Information given

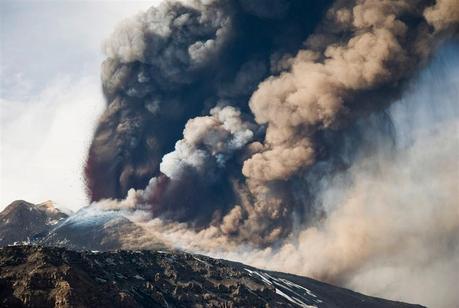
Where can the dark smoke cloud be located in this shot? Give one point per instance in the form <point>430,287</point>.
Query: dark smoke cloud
<point>229,115</point>
<point>175,62</point>
<point>263,131</point>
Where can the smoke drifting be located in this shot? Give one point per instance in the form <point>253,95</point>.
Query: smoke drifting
<point>263,130</point>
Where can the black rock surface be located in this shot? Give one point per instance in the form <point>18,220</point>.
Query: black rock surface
<point>35,276</point>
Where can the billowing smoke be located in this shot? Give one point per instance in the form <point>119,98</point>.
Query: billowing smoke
<point>266,131</point>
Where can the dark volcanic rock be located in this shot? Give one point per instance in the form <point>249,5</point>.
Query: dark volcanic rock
<point>22,221</point>
<point>33,276</point>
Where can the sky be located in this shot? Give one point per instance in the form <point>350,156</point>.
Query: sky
<point>50,56</point>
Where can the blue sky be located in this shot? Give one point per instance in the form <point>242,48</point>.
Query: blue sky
<point>50,95</point>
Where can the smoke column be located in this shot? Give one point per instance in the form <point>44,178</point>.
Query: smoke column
<point>288,138</point>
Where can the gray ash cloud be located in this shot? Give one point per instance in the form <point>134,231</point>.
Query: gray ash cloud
<point>229,114</point>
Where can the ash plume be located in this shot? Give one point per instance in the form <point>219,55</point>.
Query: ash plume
<point>241,131</point>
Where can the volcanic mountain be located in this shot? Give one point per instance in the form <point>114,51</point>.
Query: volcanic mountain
<point>32,276</point>
<point>22,221</point>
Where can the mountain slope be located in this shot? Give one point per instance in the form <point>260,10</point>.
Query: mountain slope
<point>21,221</point>
<point>32,276</point>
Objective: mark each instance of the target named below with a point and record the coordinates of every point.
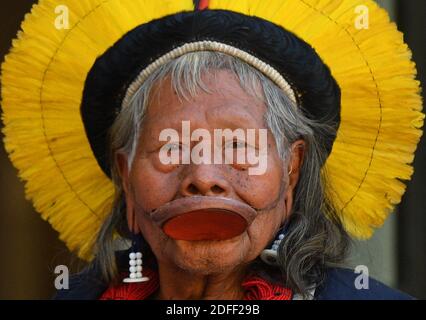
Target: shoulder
(340, 284)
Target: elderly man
(215, 126)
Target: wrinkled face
(150, 184)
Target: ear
(293, 170)
(124, 172)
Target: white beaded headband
(265, 68)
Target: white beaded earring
(135, 268)
(135, 261)
(270, 256)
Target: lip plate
(184, 205)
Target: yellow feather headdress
(44, 75)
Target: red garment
(255, 288)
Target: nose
(205, 180)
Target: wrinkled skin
(206, 269)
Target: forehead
(226, 102)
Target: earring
(135, 263)
(270, 256)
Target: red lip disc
(206, 224)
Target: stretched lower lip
(203, 218)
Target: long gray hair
(315, 238)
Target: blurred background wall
(30, 249)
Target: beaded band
(265, 68)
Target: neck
(178, 284)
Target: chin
(208, 257)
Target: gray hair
(315, 239)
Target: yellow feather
(44, 74)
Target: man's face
(150, 183)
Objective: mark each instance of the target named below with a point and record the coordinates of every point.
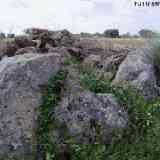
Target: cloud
(77, 15)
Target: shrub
(111, 33)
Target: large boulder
(24, 41)
(138, 70)
(89, 117)
(20, 79)
(26, 50)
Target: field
(113, 42)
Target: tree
(146, 33)
(111, 33)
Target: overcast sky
(77, 15)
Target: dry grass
(116, 42)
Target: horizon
(89, 16)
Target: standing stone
(20, 80)
(138, 70)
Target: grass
(140, 140)
(51, 97)
(106, 43)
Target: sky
(77, 15)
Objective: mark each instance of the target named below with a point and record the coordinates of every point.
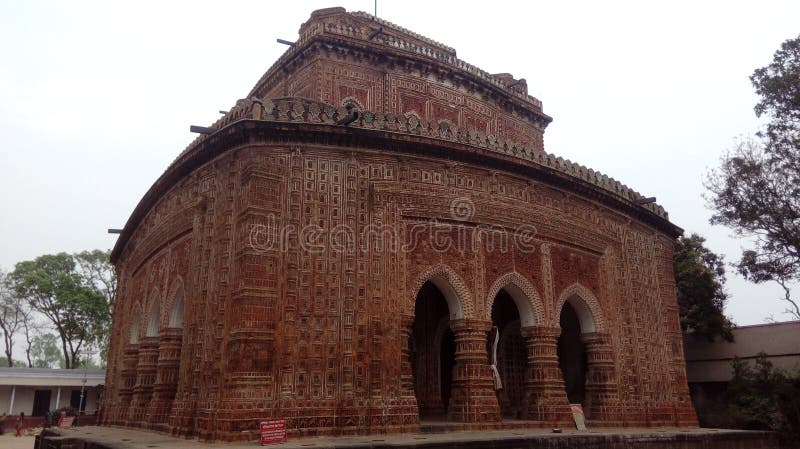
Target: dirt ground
(9, 441)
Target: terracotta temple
(375, 238)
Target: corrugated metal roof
(51, 377)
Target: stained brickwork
(275, 269)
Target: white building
(34, 391)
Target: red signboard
(273, 431)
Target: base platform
(651, 438)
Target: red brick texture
(275, 269)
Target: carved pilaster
(602, 395)
(473, 398)
(145, 379)
(130, 361)
(545, 395)
(547, 277)
(166, 384)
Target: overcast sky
(96, 98)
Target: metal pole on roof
(11, 405)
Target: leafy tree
(10, 317)
(46, 353)
(700, 276)
(96, 270)
(765, 397)
(53, 287)
(756, 190)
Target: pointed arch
(454, 289)
(135, 327)
(153, 317)
(529, 303)
(586, 306)
(175, 304)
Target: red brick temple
(375, 238)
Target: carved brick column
(473, 397)
(545, 394)
(130, 360)
(166, 383)
(602, 395)
(408, 401)
(145, 378)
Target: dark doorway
(512, 356)
(572, 356)
(447, 361)
(432, 352)
(41, 402)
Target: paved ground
(130, 439)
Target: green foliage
(46, 353)
(756, 190)
(11, 316)
(700, 276)
(96, 270)
(765, 397)
(52, 286)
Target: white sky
(96, 98)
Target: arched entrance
(572, 355)
(509, 351)
(432, 352)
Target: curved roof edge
(316, 117)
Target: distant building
(34, 391)
(708, 364)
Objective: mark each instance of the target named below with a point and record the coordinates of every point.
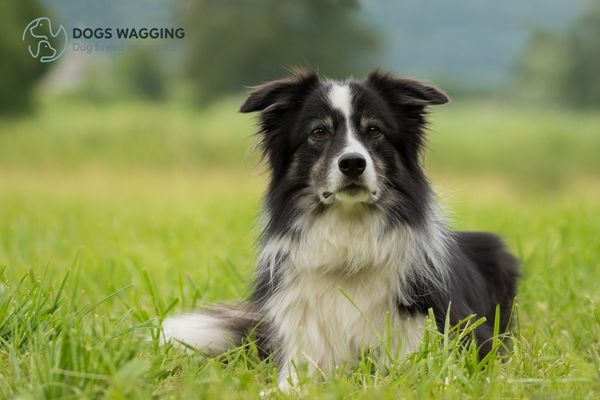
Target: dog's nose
(352, 164)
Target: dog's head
(349, 144)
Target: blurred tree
(562, 67)
(18, 71)
(142, 70)
(233, 44)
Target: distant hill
(472, 43)
(462, 40)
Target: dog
(354, 250)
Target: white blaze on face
(340, 98)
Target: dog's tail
(212, 330)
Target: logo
(43, 43)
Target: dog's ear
(406, 91)
(279, 93)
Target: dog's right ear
(279, 93)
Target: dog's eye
(318, 134)
(373, 131)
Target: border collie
(354, 250)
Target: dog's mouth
(352, 192)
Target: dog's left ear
(280, 93)
(406, 91)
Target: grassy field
(114, 216)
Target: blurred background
(125, 166)
(523, 77)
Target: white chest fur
(341, 281)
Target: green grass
(112, 218)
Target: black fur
(388, 121)
(483, 273)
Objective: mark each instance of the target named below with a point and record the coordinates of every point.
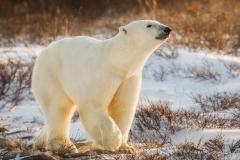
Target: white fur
(101, 78)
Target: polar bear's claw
(127, 149)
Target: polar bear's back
(65, 60)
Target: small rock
(9, 155)
(29, 153)
(41, 156)
(20, 144)
(7, 144)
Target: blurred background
(209, 24)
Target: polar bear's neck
(126, 55)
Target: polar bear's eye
(149, 25)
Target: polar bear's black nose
(167, 30)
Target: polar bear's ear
(123, 29)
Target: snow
(175, 89)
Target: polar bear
(101, 78)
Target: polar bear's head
(146, 33)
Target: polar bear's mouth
(162, 37)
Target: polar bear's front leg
(92, 108)
(123, 107)
(101, 128)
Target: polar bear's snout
(163, 33)
(167, 30)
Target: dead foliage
(217, 101)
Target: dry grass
(217, 101)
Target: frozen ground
(159, 82)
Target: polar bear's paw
(61, 147)
(126, 149)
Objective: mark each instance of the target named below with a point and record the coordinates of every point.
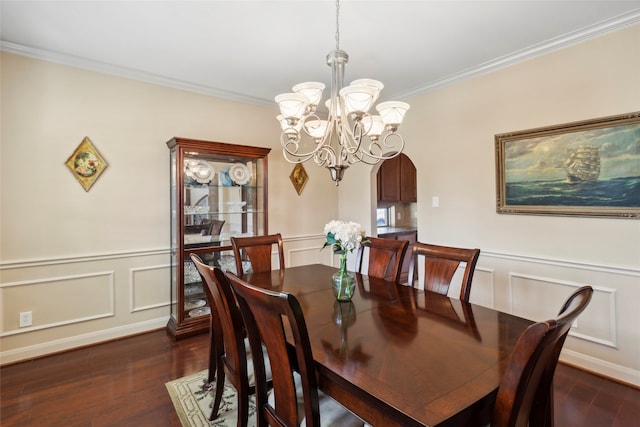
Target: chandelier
(350, 134)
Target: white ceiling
(253, 50)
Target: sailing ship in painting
(583, 164)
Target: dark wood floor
(121, 383)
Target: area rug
(192, 397)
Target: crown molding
(128, 73)
(554, 44)
(551, 45)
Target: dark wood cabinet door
(397, 180)
(389, 180)
(408, 186)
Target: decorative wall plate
(86, 164)
(299, 178)
(200, 312)
(190, 305)
(239, 173)
(203, 172)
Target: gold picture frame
(86, 164)
(586, 168)
(299, 178)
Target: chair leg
(218, 397)
(243, 407)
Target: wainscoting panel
(86, 296)
(150, 287)
(605, 338)
(536, 298)
(482, 287)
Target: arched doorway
(397, 203)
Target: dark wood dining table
(398, 356)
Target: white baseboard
(602, 367)
(50, 347)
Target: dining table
(399, 356)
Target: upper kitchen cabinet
(397, 180)
(217, 191)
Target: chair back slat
(440, 265)
(258, 250)
(267, 316)
(525, 395)
(227, 336)
(385, 257)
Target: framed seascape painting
(588, 168)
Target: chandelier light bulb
(358, 99)
(316, 128)
(292, 106)
(392, 113)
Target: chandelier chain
(337, 24)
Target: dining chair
(295, 398)
(230, 354)
(440, 265)
(525, 394)
(258, 250)
(385, 257)
(215, 227)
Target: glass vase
(344, 282)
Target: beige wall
(95, 265)
(528, 266)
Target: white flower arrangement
(343, 236)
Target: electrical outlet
(26, 318)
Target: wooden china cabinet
(218, 190)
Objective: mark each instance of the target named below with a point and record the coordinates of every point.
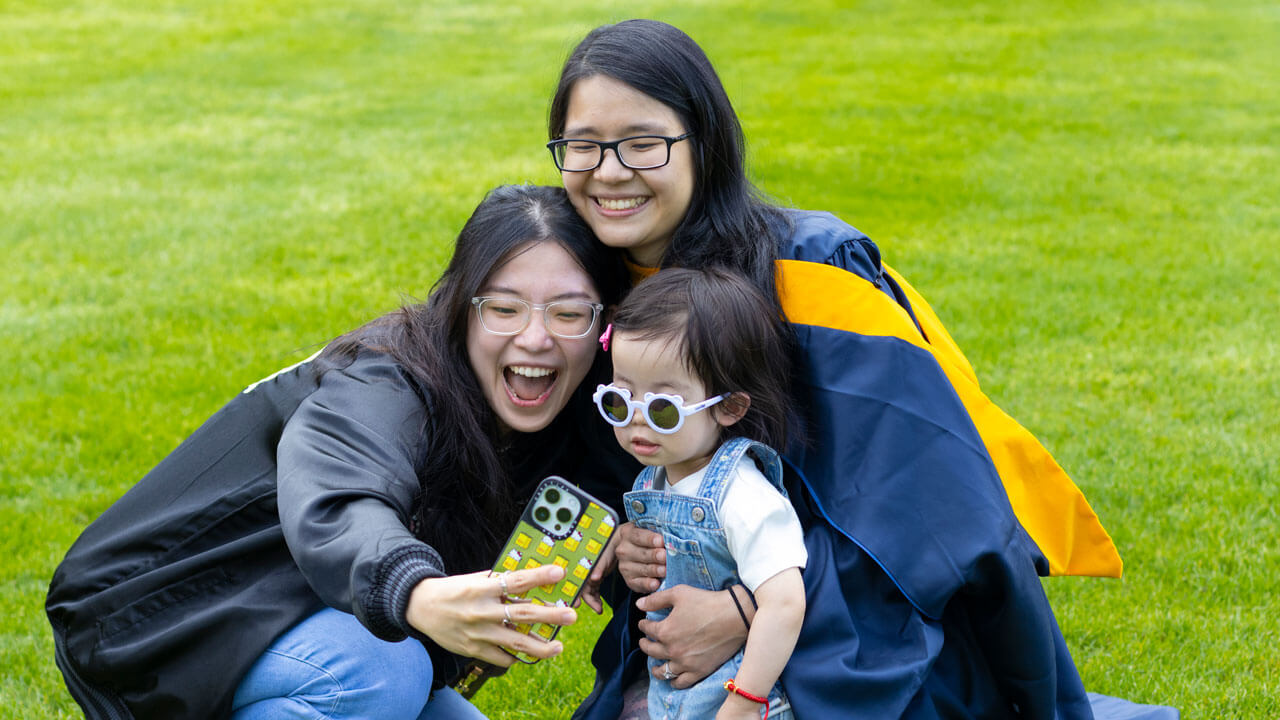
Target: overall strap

Task statement
Could the lines from the one with "Target: white flower arrangement" through the last line of the material above be written out exactly, both included, with pictures left out?

Response
Target: white flower arrangement
(343, 236)
Target: electrical outlet
(26, 318)
Target: wooden china cabinet
(218, 190)
Objective: mark each instance of the target named below with a point and record the coordinates of every point.
Target: overall strap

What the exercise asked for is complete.